Ils arriveront quand même
parce que les gouvernements français et européens
n'ont jamais vraiment souhaité que les paysans
d'Afrique de l'Ouest (80% de la population) puissent vivre du
travail de leur terre. Vous refusez d'acheter leurs produits à
un prix rémunérateur qui leur donne la
possibilité de rester chez eux. Vous refusez d'investir
dans l'agriculture familiale qui seule peut fixer les
populations chez elles. Vous avez toujours préféré
distribuer de l'aide déstructurante quand il est trop
tard et que les plus faibles sont déjà morts.
Vous préférez apporter une aide tardive avec vos
stocks d'invendus transportés à grands frais,
plutôt que de créer un environnement qui permette
aux paysans africains de développer leurs propres
productions et leurs propres stocks. Vous déstabilisez
leurs marchés avec les faux prix du pseudo marché
mondial, que vous bricolez à votre guise (par des
subventions ou du dumping). Et vous annoncez à tous
cette nouvelle soit-disant vérité:
commerce ultra-libéral =
développement
alors que nous voyons chaque jour que cette recette ne fait
qu'enrichir les riches et appauvrir les pauvres...
Ils arriveront quand même
parce que vos collègues chargés du développement
l'ont trop souvent réduit à des aides
budgétaires ou à des prêts ponctuels
favorisant des régimes corrompus à la tête
d'Etats où règnent le non-droit, la
corruption et le racket permanent des plus faibles. Peu de
chances alors de voir les plus jeunes se motiver dans un tel
environnement. Ils veulent venir en Europe, et ils viendront.
Ils arriveront quand même
parce que, quittant la campagne, ces jeunes ne trouvent dans
les villes sous-équipées ni travail, ni
considération, ni perspectives d'avenir. Les quelques
emplois qui existent sont déjà aux mains d'une
minorité qui se les réserve. Restent les seuls
chemins de l'aventure que "TV5 monde" fait briller à
leurs yeux. Ils rêvent de l'Europe.

◆ ◆ ◆ ◆ ◆

Énoncé A:
Présentez sous forme de liste le paragraphe du document source qui commence par « parce que vos collègues chargés du développement », en conservant ses faits principaux.
Énoncé B:
Répondez à ces questions d'après le document source :
(i) Quelle part de la population d'Afrique de l'Ouest les paysans représentent-ils ?
(ii) Par quels moyens les faux prix du pseudo marché mondial sont-ils bricolés ?
(iii) Qu'est-ce qui fait briller les chemins de l'aventure aux yeux des jeunes ?
Les lignes n'ont aucun rapport avec le document source.

Lignes:
◆ ◆ ◆ ◆ ◆

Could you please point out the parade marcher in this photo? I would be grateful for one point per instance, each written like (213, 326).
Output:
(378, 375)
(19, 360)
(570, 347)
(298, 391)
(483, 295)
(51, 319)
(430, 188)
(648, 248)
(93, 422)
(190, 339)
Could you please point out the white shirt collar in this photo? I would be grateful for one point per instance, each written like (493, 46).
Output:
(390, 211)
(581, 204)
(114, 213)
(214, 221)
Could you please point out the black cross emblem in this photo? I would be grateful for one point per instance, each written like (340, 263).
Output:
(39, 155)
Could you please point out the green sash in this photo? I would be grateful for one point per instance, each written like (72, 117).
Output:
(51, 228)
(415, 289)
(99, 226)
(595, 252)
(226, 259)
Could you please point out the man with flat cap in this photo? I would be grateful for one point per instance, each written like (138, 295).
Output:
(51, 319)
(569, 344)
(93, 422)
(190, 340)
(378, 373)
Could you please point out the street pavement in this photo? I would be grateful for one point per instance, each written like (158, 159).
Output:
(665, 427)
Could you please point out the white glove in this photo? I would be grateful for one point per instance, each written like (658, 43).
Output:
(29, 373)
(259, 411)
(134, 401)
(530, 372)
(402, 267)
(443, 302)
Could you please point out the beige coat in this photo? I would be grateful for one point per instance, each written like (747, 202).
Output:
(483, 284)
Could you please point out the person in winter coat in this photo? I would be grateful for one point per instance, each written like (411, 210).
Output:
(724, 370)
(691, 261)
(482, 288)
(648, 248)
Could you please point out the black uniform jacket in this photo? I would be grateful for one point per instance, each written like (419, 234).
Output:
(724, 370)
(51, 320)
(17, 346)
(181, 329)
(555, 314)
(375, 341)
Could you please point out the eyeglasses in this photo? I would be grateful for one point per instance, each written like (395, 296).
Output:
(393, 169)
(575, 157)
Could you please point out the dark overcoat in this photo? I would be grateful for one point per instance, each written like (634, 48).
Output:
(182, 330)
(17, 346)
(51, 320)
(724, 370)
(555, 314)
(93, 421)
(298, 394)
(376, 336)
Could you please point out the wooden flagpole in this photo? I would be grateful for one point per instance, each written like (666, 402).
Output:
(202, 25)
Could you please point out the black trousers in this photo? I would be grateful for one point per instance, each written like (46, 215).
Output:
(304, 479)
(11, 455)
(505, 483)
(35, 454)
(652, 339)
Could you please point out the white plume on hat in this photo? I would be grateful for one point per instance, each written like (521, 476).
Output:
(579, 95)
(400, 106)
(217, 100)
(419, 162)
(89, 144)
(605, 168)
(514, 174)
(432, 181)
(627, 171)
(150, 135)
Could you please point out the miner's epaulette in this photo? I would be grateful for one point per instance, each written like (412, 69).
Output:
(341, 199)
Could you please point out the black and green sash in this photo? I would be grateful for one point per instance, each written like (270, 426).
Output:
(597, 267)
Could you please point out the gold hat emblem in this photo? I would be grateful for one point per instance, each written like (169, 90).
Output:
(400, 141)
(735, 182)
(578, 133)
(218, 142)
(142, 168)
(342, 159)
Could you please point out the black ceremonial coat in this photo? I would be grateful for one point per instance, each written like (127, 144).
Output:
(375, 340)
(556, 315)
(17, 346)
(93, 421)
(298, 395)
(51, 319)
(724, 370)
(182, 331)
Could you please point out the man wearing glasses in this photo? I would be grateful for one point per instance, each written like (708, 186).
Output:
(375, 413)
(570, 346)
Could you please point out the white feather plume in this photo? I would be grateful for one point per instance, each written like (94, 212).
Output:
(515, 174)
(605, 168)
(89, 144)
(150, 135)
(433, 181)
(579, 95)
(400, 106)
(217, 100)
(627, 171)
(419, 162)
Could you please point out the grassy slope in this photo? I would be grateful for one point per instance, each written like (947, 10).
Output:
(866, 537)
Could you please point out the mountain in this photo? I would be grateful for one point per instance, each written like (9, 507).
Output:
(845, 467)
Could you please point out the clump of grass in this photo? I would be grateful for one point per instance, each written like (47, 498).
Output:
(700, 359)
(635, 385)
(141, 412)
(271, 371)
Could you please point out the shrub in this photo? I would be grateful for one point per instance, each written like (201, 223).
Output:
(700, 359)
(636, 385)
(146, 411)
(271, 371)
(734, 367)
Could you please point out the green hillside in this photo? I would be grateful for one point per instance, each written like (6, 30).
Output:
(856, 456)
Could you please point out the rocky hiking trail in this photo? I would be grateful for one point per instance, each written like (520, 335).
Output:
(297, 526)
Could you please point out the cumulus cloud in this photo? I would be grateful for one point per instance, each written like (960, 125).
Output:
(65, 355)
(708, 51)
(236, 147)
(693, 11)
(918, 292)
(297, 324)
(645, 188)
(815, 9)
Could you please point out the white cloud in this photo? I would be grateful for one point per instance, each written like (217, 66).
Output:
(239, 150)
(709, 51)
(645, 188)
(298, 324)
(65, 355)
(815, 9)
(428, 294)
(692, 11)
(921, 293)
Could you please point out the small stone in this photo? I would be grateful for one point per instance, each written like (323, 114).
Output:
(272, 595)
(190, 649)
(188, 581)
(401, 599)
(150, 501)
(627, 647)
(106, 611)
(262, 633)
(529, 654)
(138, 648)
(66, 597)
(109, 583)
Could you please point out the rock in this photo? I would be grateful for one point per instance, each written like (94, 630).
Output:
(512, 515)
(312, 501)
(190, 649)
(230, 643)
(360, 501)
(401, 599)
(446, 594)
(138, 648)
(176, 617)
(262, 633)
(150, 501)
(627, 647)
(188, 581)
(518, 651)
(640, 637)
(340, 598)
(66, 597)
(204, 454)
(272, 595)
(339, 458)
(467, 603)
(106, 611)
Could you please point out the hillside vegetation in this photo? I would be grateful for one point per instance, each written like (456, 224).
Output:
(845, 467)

◆ ◆ ◆ ◆ ◆

Réponse A:
- Le développement a trop souvent été réduit à des aides budgétaires ou à des prêts ponctuels.
- Ces aides et prêts ont favorisé des régimes corrompus à la tête d'États où règnent le non-droit, la corruption et le racket permanent des plus faibles.
- Dans un tel environnement, les plus jeunes ont peu de chances de se motiver.
- Ils veulent venir en Europe, et ils viendront.

Réponse B:
(i) 80 % de la population.
(ii) Par des subventions ou du dumping.
(iii) « TV5 monde ».